◆ Required tasks ◆
1 – Answer these questions from the insolvency page:
(a) For how long does bankruptcy affect your credit rating?
(b) When does discharge from bankruptcy typically occur?
(c) A Debt Relief Order is available for individuals with debts under what amount?
2 – Please print the part of the insolvency page that opens with the words containing "If you own a" and closes with "with your trustee.".

Insolvency


Facing corporate or personal insolvency can be a stressful experience. At AHACCOUNTANTS, we provide expert guidance on your options and their implications in the Nottingham area.

Personal Insolvency – Bankruptcy

Bankruptcy is a formal legal process designed for individuals unable to pay their debts. It ensures that an individual’s assets are divided among creditors, providing a fresh start free from overwhelming debts. However, bankruptcy will impact your credit rating for six years after the order is made.

You can declare yourself bankrupt, or creditors may apply to have you declared bankrupt. Once bankruptcy is declared, the Official Receiver or an insolvency practitioner is appointed as the ‘trustee in bankruptcy’ to manage your assets. It is a legal requirement to cooperate with the trustee in disposing of your assets. You can keep necessary work items and everyday household belongings like furniture and clothing, but your bank accounts will be frozen. While you can open a new account post-bankruptcy, you must inform the bank of your status.

If you own a home, it may be sold to repay creditors, although protections exist for partners or children living with you. The trustee can also sell your vehicle unless it’s essential for work or family circumstances.

What if I’m Self-Employed?
If you are self-employed, your business will close, and any business assets will be claimed by the trustee. You may restart trading, but strict requirements must be followed.

Payments Towards Debts
The trustee will liquidate your assets for creditor benefit. If you can afford it, you may be required to make payments towards your debts from your income for up to three years. This contribution is determined based on your income and expenditure.

Ending Bankruptcy
Discharge from bankruptcy typically occurs after 12 months but may be extended if you do not cooperate with your trustee.

Other Options

It is vital to seek professional advice early on to explore the most appropriate course of action. Alternatives to bankruptcy include:

  • Individual Voluntary Arrangement (IVA): An agreement to settle all or part of your debts, either through regular payments or a lump sum. This formal agreement, administered by an insolvency practitioner, prevents creditors from taking action against you but can still result in bankruptcy if not complied with.
  • Debt Management Plan: An arrangement through a debt management company that collects contributions from you and distributes them among your creditors, applicable only for unsecured borrowings.
  • Debt Relief Order: Available for individuals with debts under £30,000 and negligible spare income or assets. This route shares similar restrictions to bankruptcy.

Corporate Insolvency

A company is deemed insolvent when it cannot pay its debts as they become due or when liabilities exceed assets. Various legal procedures exist for managing a company’s insolvency, primarily focusing on liquidation. Creditors may take legal action to recover amounts owed, potentially resulting in a court application to wind up the company. Directors may also apply to wind up the company.

Stored items
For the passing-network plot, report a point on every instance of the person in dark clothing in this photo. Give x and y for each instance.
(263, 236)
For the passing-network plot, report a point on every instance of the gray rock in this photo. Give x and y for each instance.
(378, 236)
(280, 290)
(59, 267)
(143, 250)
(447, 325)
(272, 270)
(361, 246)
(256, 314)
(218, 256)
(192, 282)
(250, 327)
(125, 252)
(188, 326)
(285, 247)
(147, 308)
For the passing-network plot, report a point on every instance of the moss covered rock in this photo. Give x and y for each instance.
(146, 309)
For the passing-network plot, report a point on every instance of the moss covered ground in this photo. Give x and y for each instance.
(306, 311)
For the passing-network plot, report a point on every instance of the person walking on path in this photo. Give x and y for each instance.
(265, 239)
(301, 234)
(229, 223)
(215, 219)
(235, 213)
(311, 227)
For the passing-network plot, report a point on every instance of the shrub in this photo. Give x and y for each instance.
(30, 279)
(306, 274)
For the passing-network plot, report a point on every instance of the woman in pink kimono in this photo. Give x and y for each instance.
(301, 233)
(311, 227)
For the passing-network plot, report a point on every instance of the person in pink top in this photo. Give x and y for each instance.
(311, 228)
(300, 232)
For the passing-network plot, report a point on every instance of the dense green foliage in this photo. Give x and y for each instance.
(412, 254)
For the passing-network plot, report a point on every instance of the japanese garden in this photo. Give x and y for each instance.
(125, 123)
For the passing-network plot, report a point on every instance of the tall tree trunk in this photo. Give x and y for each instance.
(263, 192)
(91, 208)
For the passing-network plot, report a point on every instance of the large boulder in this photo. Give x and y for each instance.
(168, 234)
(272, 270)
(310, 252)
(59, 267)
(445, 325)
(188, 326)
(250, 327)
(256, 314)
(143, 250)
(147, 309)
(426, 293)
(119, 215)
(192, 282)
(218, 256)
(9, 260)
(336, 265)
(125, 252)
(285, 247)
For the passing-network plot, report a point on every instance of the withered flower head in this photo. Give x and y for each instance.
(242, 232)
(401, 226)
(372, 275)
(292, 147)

◆ List of solutions ◆
1 –
(a) Six years after the order is made.
(b) After 12 months.
(c) £30,000.

2 –
If you own a home, it may be sold to repay creditors, although protections exist for partners or children living with you. The trustee can also sell your vehicle unless it’s essential for work or family circumstances.

What if I’m Self-Employed?
If you are self-employed, your business will close, and any business assets will be claimed by the trustee. You may restart trading, but strict requirements must be followed.

Payments Towards Debts
The trustee will liquidate your assets for creditor benefit. If you can afford it, you may be required to make payments towards your debts from your income for up to three years. This contribution is determined based on your income and expenditure.

Ending Bankruptcy
Discharge from bankruptcy typically occurs after 12 months but may be extended if you do not cooperate with your trustee.